▸ **Document segment**
# Qualcomm Atheros QCA9377 802.11ac supported?



## joachin (Oct 6, 2019)

Hello guys, I would like to know if the driver Qualcomm Atheros QCA9377 802.11ac now it's supported? I installed FreeBSD 12 like 4 or 5 months ago, but the driver wasn't supported yet, I would like to know if it's now supported?

Thanks!


----------



## neel (Oct 6, 2019)

You could try booting a CURRENT snapshot to see if you can see the Wi-Fi adapter. If you can, run CURRENT if you don't mind having to update regularly.

Another thing you could do is buy a supported USB Wi-Fi dongle, such as the Realtek-based Edimax EW-7811Un. You will only get 802.11n performance, but hey, it works. They cost $13.


----------



## joachin (Oct 6, 2019)

▸ **Given entries**
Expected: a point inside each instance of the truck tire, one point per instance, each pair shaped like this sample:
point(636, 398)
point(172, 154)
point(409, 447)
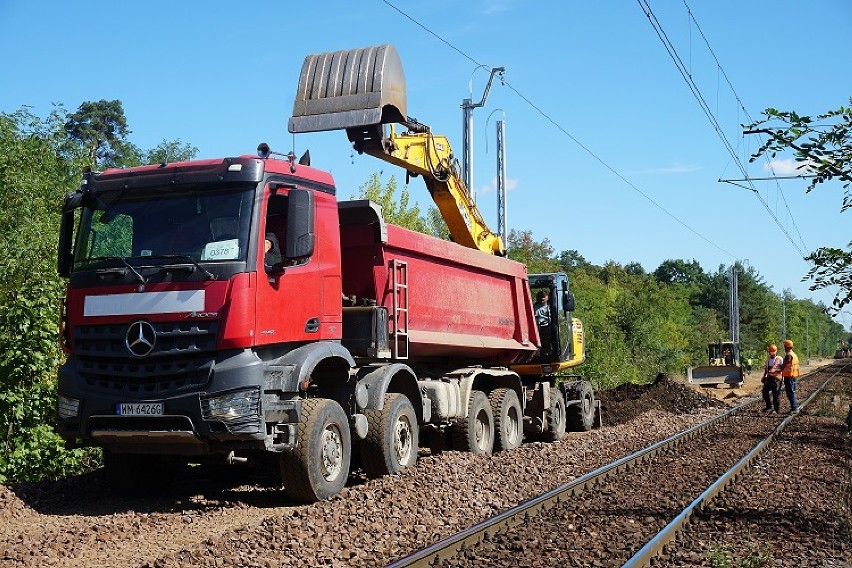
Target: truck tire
point(556, 418)
point(475, 433)
point(318, 467)
point(392, 439)
point(508, 419)
point(138, 475)
point(581, 416)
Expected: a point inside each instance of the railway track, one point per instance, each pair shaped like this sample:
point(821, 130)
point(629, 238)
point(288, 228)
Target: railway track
point(626, 512)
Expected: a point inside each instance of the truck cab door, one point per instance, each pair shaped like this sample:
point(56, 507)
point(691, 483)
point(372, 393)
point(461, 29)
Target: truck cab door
point(289, 291)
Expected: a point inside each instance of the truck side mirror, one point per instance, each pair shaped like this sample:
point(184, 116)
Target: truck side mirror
point(300, 224)
point(567, 302)
point(65, 256)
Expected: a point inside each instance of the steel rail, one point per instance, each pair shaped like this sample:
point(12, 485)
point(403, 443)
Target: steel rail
point(647, 553)
point(451, 545)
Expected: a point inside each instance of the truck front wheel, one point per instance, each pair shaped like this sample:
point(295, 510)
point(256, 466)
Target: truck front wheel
point(392, 438)
point(475, 432)
point(319, 465)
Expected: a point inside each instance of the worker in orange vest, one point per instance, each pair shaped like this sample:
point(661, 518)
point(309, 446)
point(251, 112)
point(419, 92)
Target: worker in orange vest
point(772, 380)
point(790, 372)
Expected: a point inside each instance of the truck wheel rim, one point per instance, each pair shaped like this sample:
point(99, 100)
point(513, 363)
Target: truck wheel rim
point(512, 427)
point(482, 430)
point(332, 453)
point(402, 440)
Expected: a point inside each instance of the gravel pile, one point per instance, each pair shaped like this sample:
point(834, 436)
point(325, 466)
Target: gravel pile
point(78, 522)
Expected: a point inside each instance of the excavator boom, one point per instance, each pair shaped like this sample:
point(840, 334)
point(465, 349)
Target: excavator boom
point(363, 92)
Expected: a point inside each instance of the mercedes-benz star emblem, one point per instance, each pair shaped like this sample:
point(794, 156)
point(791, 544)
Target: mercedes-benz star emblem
point(140, 338)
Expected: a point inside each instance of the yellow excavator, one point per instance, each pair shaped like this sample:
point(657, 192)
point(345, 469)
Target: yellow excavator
point(363, 92)
point(723, 366)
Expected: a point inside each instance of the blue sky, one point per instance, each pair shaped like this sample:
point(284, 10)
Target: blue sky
point(608, 149)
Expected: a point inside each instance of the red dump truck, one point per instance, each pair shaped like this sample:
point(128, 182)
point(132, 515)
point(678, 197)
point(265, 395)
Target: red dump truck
point(227, 311)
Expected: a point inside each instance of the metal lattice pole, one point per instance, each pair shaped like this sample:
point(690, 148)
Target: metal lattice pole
point(502, 229)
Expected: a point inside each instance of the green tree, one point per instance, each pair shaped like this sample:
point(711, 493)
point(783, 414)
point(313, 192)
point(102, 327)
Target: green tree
point(101, 127)
point(38, 165)
point(823, 146)
point(169, 151)
point(396, 209)
point(537, 255)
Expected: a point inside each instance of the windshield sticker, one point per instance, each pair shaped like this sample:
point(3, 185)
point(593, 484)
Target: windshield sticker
point(221, 250)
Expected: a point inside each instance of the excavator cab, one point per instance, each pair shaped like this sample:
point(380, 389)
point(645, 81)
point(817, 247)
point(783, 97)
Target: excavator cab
point(561, 341)
point(723, 366)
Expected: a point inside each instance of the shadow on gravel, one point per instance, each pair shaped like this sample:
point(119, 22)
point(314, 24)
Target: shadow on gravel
point(625, 402)
point(89, 494)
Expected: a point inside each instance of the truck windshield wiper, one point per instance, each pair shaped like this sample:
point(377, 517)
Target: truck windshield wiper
point(209, 275)
point(123, 261)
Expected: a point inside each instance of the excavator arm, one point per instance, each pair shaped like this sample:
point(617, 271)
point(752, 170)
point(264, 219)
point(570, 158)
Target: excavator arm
point(362, 91)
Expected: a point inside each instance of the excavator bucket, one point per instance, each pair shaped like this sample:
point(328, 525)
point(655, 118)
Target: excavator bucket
point(349, 89)
point(715, 374)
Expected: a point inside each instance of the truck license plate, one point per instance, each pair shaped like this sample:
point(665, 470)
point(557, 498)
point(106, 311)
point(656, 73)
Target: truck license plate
point(139, 409)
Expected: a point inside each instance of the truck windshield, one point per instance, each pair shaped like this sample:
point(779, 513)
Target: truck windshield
point(207, 225)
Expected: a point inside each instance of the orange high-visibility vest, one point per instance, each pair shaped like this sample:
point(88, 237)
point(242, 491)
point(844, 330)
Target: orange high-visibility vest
point(773, 366)
point(791, 369)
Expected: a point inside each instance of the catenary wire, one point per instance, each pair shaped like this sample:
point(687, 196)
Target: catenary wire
point(564, 131)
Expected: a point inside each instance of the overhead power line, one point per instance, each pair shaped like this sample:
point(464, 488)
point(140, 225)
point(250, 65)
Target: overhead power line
point(696, 93)
point(563, 131)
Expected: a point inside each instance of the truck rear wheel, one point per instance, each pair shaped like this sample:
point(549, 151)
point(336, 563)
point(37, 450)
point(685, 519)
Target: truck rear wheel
point(318, 467)
point(508, 419)
point(581, 416)
point(138, 475)
point(556, 418)
point(392, 439)
point(475, 433)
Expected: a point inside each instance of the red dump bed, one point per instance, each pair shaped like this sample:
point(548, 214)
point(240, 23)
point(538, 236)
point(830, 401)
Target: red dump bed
point(462, 303)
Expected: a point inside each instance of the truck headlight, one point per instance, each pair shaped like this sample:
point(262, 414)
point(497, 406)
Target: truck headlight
point(232, 405)
point(67, 407)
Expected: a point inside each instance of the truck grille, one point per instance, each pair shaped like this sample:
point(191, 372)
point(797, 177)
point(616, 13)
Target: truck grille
point(182, 357)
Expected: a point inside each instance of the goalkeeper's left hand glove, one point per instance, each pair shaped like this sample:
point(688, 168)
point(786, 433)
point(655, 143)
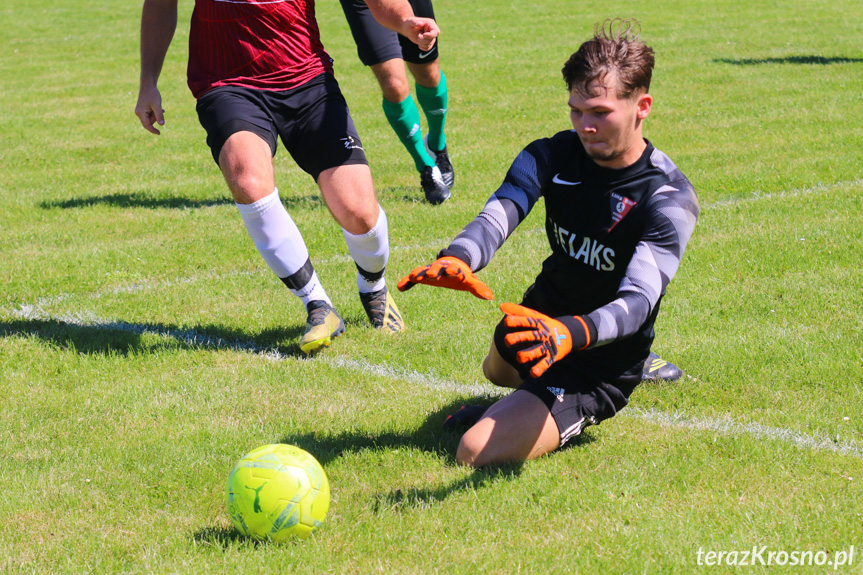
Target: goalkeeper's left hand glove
point(447, 272)
point(553, 338)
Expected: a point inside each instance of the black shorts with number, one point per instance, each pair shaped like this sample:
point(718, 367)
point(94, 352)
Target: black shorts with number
point(377, 44)
point(312, 120)
point(576, 394)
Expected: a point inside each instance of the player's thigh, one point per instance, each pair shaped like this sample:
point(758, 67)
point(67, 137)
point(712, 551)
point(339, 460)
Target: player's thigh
point(242, 138)
point(498, 371)
point(516, 428)
point(247, 164)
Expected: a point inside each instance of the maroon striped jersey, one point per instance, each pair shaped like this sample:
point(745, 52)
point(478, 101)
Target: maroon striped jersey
point(260, 44)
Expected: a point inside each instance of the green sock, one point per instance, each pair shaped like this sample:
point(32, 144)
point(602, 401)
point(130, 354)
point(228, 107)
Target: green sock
point(433, 102)
point(404, 117)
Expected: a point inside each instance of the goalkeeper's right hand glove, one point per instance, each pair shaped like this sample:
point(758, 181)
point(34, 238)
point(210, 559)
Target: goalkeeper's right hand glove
point(447, 272)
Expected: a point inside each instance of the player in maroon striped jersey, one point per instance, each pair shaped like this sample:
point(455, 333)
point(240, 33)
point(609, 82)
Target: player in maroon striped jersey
point(260, 74)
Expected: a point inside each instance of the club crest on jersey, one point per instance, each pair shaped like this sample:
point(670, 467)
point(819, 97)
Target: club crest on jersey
point(620, 206)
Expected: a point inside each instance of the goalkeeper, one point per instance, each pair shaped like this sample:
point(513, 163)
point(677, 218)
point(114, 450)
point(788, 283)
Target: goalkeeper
point(618, 216)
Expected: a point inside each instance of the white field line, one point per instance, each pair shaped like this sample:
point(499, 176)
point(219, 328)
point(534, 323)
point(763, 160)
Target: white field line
point(195, 339)
point(725, 427)
point(815, 442)
point(436, 244)
point(792, 193)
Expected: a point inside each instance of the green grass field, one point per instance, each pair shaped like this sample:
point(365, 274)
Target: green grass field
point(145, 347)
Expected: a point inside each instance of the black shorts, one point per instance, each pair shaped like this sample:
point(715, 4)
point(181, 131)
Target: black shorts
point(575, 393)
point(312, 120)
point(377, 44)
point(575, 404)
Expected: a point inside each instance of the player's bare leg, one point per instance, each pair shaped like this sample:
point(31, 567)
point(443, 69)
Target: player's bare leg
point(516, 428)
point(246, 161)
point(393, 79)
point(350, 196)
point(247, 164)
point(498, 371)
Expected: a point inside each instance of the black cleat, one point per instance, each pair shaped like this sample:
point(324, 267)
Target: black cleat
point(464, 418)
point(441, 159)
point(657, 369)
point(433, 185)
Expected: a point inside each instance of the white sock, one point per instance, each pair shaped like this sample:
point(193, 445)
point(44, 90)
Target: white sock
point(370, 252)
point(281, 245)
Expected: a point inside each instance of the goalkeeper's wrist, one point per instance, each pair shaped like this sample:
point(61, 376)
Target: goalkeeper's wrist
point(458, 253)
point(581, 329)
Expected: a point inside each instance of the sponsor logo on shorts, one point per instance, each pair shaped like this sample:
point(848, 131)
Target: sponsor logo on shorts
point(351, 143)
point(556, 179)
point(557, 392)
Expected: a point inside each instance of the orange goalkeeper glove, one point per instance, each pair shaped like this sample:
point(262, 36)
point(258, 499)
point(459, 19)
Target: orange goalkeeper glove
point(552, 338)
point(447, 272)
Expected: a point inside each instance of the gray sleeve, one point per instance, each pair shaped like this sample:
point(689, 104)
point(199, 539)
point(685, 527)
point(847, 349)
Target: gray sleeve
point(504, 210)
point(672, 213)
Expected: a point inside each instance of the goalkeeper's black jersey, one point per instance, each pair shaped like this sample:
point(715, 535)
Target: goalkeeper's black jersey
point(616, 239)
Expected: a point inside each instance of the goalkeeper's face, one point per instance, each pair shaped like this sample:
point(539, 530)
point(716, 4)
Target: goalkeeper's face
point(609, 126)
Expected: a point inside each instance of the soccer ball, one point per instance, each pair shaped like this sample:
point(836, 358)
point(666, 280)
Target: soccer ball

▸ **Exercise set**
1 > Reproduce the part of the QCA9377 forum thread from "## neel (Oct" to "to update regularly.", word for word.
2 > Pick up the QCA9377 forum thread right after its final line and keep writing it.
The entries stand apart from the QCA9377 forum thread and are not part of it.

▸ **Task responses**
1 >
## neel (Oct 6, 2019)

You could try booting a CURRENT snapshot to see if you can see the Wi-Fi adapter. If you can, run CURRENT if you don't mind having to update regularly.

2 >
neel said:


> You could try booting a CURRENT snapshot to see if you can see the Wi-Fi adapter. If you can, run CURRENT if you don't mind having to update regularly. Another thing you could do is buy a supported USB Wi-Fi dongle, such as the Realtek-based Edimax EW-7811Un. You will only get 802.11n performance, but hey, it works. They cost $13.



Ok, I'm downloading the current version, I will keep in touch if it works! Thanks


----------



## aponomarenko (Jul 17, 2020)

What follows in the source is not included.